* **Consignes et exigences**
Recopiez à l'identique l'ensemble des lignes ci-dessous, en omettant les images dans votre réponse.

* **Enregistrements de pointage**
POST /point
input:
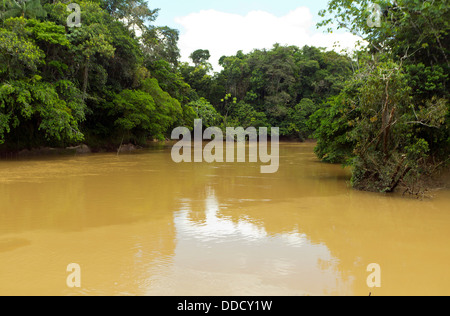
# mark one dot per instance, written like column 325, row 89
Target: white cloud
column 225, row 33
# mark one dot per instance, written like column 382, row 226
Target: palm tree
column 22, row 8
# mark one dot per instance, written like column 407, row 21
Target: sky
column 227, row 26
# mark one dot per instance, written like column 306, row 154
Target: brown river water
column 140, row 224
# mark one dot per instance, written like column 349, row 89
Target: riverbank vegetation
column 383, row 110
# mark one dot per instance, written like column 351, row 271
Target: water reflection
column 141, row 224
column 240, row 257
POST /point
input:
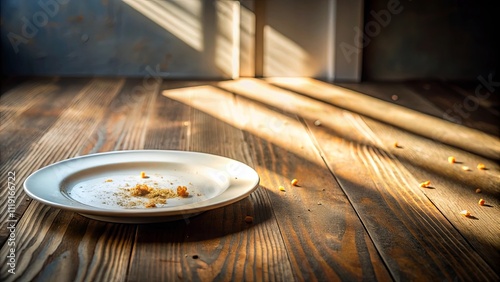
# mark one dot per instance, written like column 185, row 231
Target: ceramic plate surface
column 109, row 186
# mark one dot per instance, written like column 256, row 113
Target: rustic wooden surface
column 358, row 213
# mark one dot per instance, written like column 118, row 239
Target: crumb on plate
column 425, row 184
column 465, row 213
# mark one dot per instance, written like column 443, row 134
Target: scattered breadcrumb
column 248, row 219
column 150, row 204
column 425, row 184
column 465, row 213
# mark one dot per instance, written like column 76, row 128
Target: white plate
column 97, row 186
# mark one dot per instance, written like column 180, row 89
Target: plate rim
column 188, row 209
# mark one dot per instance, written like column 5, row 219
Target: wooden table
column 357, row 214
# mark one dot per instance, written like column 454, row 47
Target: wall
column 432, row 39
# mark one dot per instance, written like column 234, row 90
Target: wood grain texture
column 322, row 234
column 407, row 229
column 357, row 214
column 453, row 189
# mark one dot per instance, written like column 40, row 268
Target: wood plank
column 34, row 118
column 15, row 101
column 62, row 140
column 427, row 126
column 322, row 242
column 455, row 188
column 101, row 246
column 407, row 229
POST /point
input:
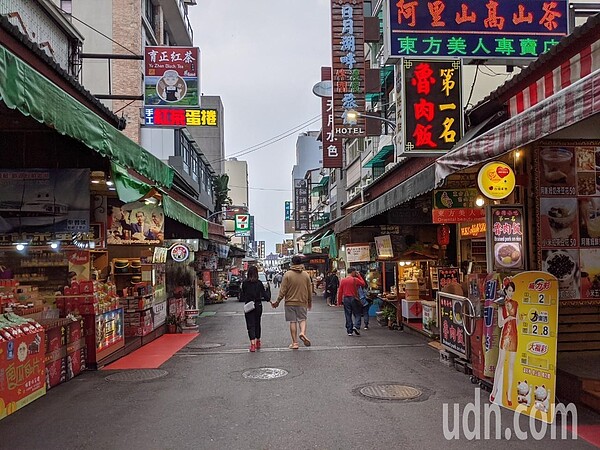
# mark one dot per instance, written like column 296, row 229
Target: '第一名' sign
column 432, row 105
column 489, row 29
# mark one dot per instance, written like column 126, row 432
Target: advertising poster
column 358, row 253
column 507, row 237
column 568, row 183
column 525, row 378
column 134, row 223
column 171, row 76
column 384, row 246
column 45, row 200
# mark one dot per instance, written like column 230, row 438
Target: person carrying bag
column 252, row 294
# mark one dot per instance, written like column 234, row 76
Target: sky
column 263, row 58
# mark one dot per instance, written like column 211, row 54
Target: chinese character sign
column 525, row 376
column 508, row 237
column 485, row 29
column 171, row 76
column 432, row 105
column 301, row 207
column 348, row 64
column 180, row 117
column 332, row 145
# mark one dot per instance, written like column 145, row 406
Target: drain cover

* **Réponse à la tâche**
POST /point
input:
# mark one dot per instance, written like column 325, row 89
Target: white cloud
column 225, row 33
# mark one dot per instance, written like column 382, row 226
Target: palm tree
column 22, row 8
# mark one dot per instance, written like column 407, row 21
Target: sky
column 227, row 26
# mark one dot per instance, written like column 306, row 154
Target: brown river water
column 140, row 224
# mark one dot per instance, written like column 349, row 89
Target: riverbank vegetation
column 383, row 110
# mark one dot per instance, written like column 351, row 271
Target: water reflection
column 141, row 224
column 240, row 257
POST /point
input:
# mark one dot per instance, written like column 185, row 231
Target: ceramic plate surface
column 109, row 186
# mark one dot per instance, written like column 256, row 113
Target: rustic wooden surface
column 358, row 213
# mark one dot per instance, written like column 118, row 239
Target: crumb on plate
column 425, row 184
column 465, row 213
# mark one dot per instance, written like column 443, row 134
Target: scattered breadcrumb
column 248, row 219
column 150, row 204
column 425, row 184
column 465, row 213
# mark one dot per instance, written like column 76, row 128
Target: white plate
column 97, row 186
# mark one dot per instance, written like column 180, row 89
Target: plate rim
column 188, row 209
# mark one dot per instance, written like column 5, row 219
Target: wooden table
column 357, row 214
# mark one dot per instance, written like column 454, row 47
Target: wall
column 432, row 39
# mark one dot per instance, written like column 234, row 90
Target: wood grain texture
column 322, row 234
column 407, row 229
column 357, row 214
column 453, row 189
# mark one dot per instance, written like column 40, row 268
Target: wood plank
column 34, row 118
column 15, row 101
column 62, row 140
column 427, row 126
column 322, row 242
column 455, row 188
column 101, row 246
column 407, row 229
POST /point
input:
# mark one dot per instance, written like column 296, row 229
Target: '第一名' sign
column 432, row 105
column 489, row 29
# mark one dot per instance, written like column 126, row 432
Target: advertising poster
column 358, row 253
column 507, row 237
column 568, row 183
column 525, row 378
column 134, row 223
column 171, row 76
column 384, row 246
column 45, row 200
# mark one dot per instance, written like column 230, row 438
Target: person carrying bag
column 252, row 294
# mark one dot per instance, written like column 234, row 76
Target: sky
column 263, row 58
# mark one dot per instance, written like column 211, row 54
Target: chinese character sign
column 525, row 376
column 508, row 237
column 485, row 29
column 171, row 76
column 432, row 105
column 301, row 207
column 348, row 64
column 180, row 117
column 332, row 145
# mark one dot per instance, written like column 145, row 406
Target: drain cover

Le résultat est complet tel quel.